What you need to do:
**1)** Answer these questions from the Executive Formation Bill debate excerpt:
(a) What kind of vote did the Northern Ireland Assembly use to pass the laws mentioned?
(b) How many children does the speaker say are alive today because of the legislation?
(c) What time is recorded in the excerpt?
**2)** Please reproduce the Executive Formation Bill debate excerpt from "When I say these" to "cognisance of that.".
**3)** Carry on the Executive Formation Bill debate excerpt from its final sentence.

UK Parliament / Open data

Northern Ireland (Executive Formation) Bill

When I say these laws are the most up to date I am speaking of the fact that the Northern Ireland Assembly, in a cross-community vote, voted for them. I was a Member of the Assembly at that time, as were both my colleagues. We do not come to this with an ignorant view or without an understanding view. We understand—but is it of any concern to this House that 100,000 children are alive today because of our legislation? Members may turn their heads, look the other way and ask, “What is that to us?”. Maybe it is nothing to them, but it is a lot to the people of Northern Ireland. I sincerely implore your Lordships’ House to take cognisance of that.

6.45 pm

Before I came here, I was always told, “This House is steeped in procedure; we are always procedurally correct”. Are we procedurally correct today? I challenge your Lordships to think on that matter, irrespective of their view on these two divisive issues. Are we procedurally correct? I deduce that no, we are not.

Provided data:
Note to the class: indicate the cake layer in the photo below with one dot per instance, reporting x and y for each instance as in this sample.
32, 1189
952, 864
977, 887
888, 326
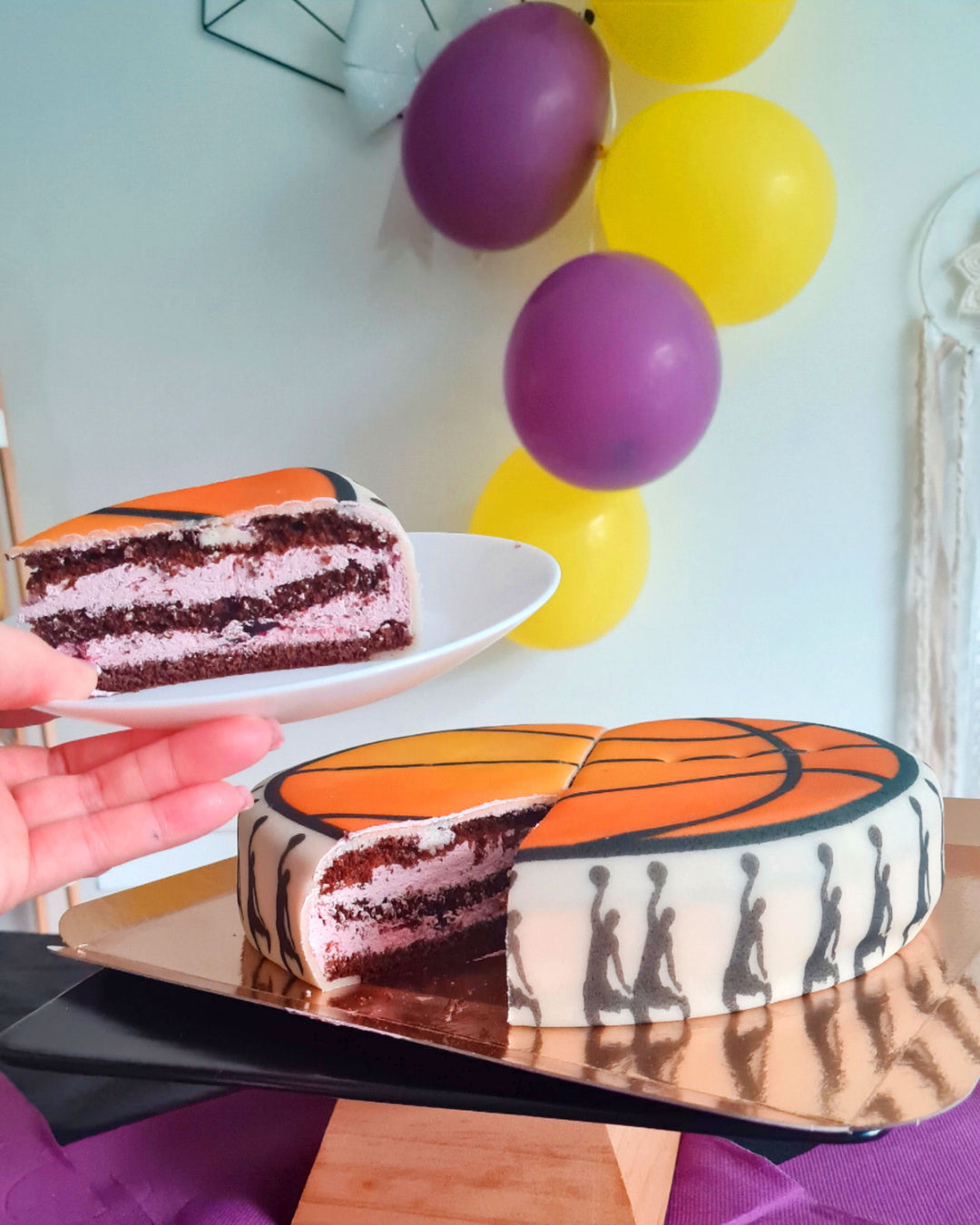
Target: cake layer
169, 549
256, 657
132, 585
217, 581
213, 506
408, 825
251, 612
426, 885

Outputs for the tasks:
**1)**
(a) A cross-community vote.
(b) 100,000.
(c) 6.45 pm.

**2)**
When I say these laws are the most up to date I am speaking of the fact that the Northern Ireland Assembly, in a cross-community vote, voted for them. I was a Member of the Assembly at that time, as were both my colleagues. We do not come to this with an ignorant view or without an understanding view. We understand—but is it of any concern to this House that 100,000 children are alive today because of our legislation? Members may turn their heads, look the other way and ask, “What is that to us?”. Maybe it is nothing to them, but it is a lot to the people of Northern Ireland. I sincerely implore your Lordships’ House to take cognisance of that.

**3)**
This has already been alluded to as a Christmas tree Bill. The more I listen, look and learn, the more I have to agree. I took a Private Member’s Bill to the Northern Ireland Assembly on human trafficking and exploitation and support for victims. I was able to achieve that only with the cross-community support of that Assembly. When it came to its final stage, as I recall, there was not one detractor of what that Bill was trying to achieve. A very small minority may not have agreed with it entirely, but I was able to accommodate over 100 amendments from all sections of the Assembly. We arrived at a position where, I believe, on that issue, we have good legislation. I ask the House to keep that in mind.

In this context, the best thing would be to amend Clause 9 so that it makes sense in terms of the remit of Section 26 agreed in the other place, or move to delete Clause 9 in its entirety, or, ultimately, pull the Bill, as I believe we should. It is perfectly clear that the Bill before us has been distorted beyond all recognition from its original purpose in a way that is wholly inappropriate, because of a failure to observe constitutional due process with respect to scope in the other place, and the fact that matters that should be the subject of Bills in their own right have been rammed into a Bill subject to fast-tracking, thereby adding insult to injury.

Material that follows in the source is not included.